Start Input records

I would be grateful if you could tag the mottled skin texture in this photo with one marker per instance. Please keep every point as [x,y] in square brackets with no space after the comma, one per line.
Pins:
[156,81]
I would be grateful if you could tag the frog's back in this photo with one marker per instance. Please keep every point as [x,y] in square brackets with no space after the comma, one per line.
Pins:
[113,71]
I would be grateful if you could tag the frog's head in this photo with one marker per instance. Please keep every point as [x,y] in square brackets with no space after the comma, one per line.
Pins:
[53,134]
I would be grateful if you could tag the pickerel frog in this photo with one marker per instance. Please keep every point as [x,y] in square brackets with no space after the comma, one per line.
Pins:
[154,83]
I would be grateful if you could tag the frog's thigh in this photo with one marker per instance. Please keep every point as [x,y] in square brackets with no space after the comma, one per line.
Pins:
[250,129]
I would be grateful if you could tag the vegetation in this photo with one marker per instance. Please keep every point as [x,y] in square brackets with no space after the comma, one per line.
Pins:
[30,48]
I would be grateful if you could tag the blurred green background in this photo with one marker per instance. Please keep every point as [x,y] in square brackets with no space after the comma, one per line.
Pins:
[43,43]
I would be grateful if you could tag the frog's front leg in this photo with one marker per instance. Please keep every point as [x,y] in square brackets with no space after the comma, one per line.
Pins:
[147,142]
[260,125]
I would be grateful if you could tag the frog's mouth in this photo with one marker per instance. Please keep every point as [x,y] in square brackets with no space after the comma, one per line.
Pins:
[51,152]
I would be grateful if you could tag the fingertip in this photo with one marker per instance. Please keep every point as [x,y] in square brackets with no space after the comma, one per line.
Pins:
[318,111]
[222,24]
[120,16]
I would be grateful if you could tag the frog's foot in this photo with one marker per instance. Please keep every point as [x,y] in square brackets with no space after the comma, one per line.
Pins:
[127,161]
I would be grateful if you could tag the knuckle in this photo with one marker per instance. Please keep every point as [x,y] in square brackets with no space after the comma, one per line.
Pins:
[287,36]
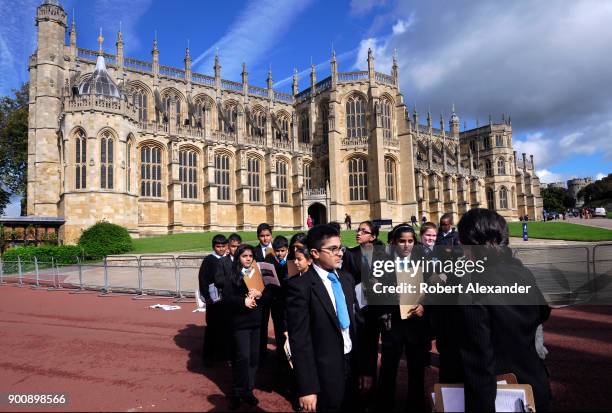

End Input records

Please return the lines above as a JSON list of strings, one string per line, skipping blank lines and leaving out the picture.

** Result below **
[
  "I would be grateful if you could tag the mottled skin texture in this photo with one marker per instance. Please keep every point as [x,y] in square brackets with no space after the comma, one per line.",
  "Pins:",
  "[156,81]",
  "I would be grateful if you could tag the frog's back in this photo with one marker per instance. Please keep every point as [x,y] in square brackets with no space after the comma, one per line.",
  "Pins:",
  "[113,71]",
  "I would be grateful if you could tag the frog's head in this photo with one marker per instance. Please keep every point as [x,y] in square brackets with no space after the comma, one per line.",
  "Pins:",
  "[53,134]",
  "I would be grateful if you could tag the pickerel frog in this photo with one marker per instance. Please keep every point as [x,y] in square brackets with no space after the comma, one per line.",
  "Pins:",
  "[154,83]",
  "I would be grateful if you could tag the frog's thigh in this photo with one marker per instance. Please keep every point as [x,y] in square brackets with no space after the comma, one per line.",
  "Pins:",
  "[250,129]",
  "I would be grateful if you could tag the vegetation in this photo with one marker per instance. Please keep every point as [x,y] in square brackets with no space after the comma, one per line.",
  "Pins:",
  "[30,48]",
  "I would be grateful if you could tag the blurred green background in this photo with one marker per instance. Please keep every point as [x,y] in square brackets with no space after the comma, one per line.",
  "Pins:",
  "[43,43]",
  "I would be grateful if you could tag the frog's front leg in this photo with one marker per instance. Please keep every point as [x,y] in square brackets with no space after the comma, one per line.",
  "Pins:",
  "[147,142]",
  "[260,125]",
  "I would be grateful if you could tag the frog's mouth in this photo with one marker per instance. Please keep every point as [x,y] in square brackets with no space after the comma, one per line.",
  "Pins:",
  "[51,152]",
  "I would be grateful if you could tag the fingertip in this photo with one marker per instance. Please keep every point as [x,y] in square brackets with no space after the comma, one per line.",
  "Pins:",
  "[318,111]",
  "[222,24]",
  "[120,16]",
  "I would be grateful if you could tag the frog's foot in this photo with one marker per instance. Please keep every point as [x,y] in square brackets with no space after the comma, one per line.",
  "Pins:",
  "[127,161]",
  "I would be grateful if you could tag the knuckle in this photo with one marker per instance. Please keep every point as [x,y] in square brackets with no space after the comma, one per line.",
  "Pins:",
  "[287,36]"
]